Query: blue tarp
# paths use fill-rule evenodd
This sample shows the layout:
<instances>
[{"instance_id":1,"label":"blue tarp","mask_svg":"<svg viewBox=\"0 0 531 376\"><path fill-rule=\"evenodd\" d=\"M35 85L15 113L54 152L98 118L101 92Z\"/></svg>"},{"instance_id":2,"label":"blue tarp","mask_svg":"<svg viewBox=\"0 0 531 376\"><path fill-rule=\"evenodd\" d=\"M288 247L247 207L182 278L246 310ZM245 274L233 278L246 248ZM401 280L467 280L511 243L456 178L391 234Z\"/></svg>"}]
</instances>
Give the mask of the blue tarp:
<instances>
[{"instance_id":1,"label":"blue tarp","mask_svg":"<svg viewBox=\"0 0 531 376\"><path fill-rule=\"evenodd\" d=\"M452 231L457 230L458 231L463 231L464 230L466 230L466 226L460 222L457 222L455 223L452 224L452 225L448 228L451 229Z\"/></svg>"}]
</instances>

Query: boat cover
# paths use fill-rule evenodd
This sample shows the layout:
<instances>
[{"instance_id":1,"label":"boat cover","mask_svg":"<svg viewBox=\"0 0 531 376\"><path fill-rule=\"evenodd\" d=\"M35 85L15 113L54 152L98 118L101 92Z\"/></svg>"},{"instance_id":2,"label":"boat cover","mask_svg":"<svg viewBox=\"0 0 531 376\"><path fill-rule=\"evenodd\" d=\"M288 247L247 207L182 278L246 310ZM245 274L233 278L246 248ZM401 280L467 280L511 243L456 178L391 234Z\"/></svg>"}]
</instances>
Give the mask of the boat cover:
--
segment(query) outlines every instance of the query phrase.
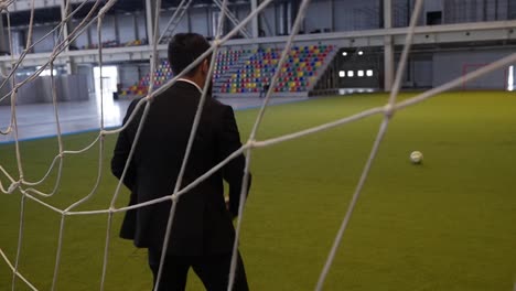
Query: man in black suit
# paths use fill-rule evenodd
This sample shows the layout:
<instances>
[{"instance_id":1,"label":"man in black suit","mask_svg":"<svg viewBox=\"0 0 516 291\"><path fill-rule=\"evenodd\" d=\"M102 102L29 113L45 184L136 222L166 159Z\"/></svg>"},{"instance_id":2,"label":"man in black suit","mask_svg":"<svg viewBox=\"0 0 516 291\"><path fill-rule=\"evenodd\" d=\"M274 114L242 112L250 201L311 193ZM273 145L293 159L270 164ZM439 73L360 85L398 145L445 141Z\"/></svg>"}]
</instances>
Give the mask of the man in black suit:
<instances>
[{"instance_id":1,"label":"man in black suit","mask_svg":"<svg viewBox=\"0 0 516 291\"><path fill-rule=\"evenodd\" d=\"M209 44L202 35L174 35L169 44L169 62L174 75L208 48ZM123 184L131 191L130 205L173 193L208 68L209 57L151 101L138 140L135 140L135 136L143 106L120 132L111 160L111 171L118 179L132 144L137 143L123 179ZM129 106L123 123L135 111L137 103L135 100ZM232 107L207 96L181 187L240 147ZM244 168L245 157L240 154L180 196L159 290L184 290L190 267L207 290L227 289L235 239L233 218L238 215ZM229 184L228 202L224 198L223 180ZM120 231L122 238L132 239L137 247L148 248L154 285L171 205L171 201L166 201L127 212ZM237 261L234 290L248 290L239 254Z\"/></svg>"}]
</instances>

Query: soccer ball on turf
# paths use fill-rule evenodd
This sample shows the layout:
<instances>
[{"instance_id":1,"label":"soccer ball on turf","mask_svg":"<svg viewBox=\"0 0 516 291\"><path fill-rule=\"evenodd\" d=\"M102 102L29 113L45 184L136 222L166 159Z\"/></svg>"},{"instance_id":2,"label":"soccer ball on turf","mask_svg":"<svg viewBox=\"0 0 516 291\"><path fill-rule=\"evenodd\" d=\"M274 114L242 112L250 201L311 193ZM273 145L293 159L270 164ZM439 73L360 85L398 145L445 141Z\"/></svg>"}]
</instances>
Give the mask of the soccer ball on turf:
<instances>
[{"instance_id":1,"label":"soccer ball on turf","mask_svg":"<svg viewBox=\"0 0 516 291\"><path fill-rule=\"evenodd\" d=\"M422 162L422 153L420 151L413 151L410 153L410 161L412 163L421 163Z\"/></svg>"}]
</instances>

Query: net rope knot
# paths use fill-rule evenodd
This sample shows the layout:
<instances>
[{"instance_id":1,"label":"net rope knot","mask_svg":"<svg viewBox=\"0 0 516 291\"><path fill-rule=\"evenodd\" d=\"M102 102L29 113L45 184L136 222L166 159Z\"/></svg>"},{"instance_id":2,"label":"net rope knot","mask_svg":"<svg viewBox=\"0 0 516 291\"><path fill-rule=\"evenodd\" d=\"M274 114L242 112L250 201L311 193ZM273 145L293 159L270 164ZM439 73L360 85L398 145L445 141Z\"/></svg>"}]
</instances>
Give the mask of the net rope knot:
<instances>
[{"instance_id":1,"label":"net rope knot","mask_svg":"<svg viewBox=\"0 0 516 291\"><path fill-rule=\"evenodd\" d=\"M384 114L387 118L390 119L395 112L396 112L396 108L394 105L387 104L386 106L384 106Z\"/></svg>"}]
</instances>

*WHAT YOU HAVE TO DO*
Please format the lines between the one containing "Query: blue tarp" and the one containing "Give the mask of the boat", inclusive, as a JSON list of strings with one string per line, leaving out blank lines.

*FULL OUTPUT*
[
  "Query: blue tarp",
  "# paths use fill-rule evenodd",
  "This sample shows the layout:",
  "<instances>",
  "[{\"instance_id\":1,\"label\":\"blue tarp\",\"mask_svg\":\"<svg viewBox=\\\"0 0 531 376\\\"><path fill-rule=\\\"evenodd\\\" d=\\\"M35 85L15 113L54 152L98 118L101 92Z\\\"/></svg>\"},{\"instance_id\":2,\"label\":\"blue tarp\",\"mask_svg\":\"<svg viewBox=\\\"0 0 531 376\\\"><path fill-rule=\\\"evenodd\\\" d=\\\"M288 247L247 207L182 278L246 310ZM245 274L233 278L246 248ZM401 280L467 280L511 243L456 178L391 234Z\\\"/></svg>\"}]",
  "</instances>",
  "Give the mask of the blue tarp:",
  "<instances>",
  "[{\"instance_id\":1,\"label\":\"blue tarp\",\"mask_svg\":\"<svg viewBox=\\\"0 0 531 376\\\"><path fill-rule=\\\"evenodd\\\" d=\\\"M452 231L457 230L458 231L463 231L464 230L466 230L466 226L460 222L457 222L455 223L452 224L452 225L448 228L451 229Z\\\"/></svg>\"}]",
  "</instances>",
  "Query: boat cover",
  "# paths use fill-rule evenodd",
  "This sample shows the layout:",
  "<instances>",
  "[{\"instance_id\":1,\"label\":\"boat cover\",\"mask_svg\":\"<svg viewBox=\\\"0 0 531 376\\\"><path fill-rule=\\\"evenodd\\\" d=\\\"M35 85L15 113L54 152L98 118L101 92Z\\\"/></svg>\"},{\"instance_id\":2,\"label\":\"boat cover\",\"mask_svg\":\"<svg viewBox=\\\"0 0 531 376\\\"><path fill-rule=\\\"evenodd\\\" d=\\\"M288 247L247 207L182 278L246 310ZM245 274L233 278L246 248ZM401 280L467 280L511 243L456 178L391 234Z\\\"/></svg>\"}]",
  "</instances>",
  "Give the mask of the boat cover:"
]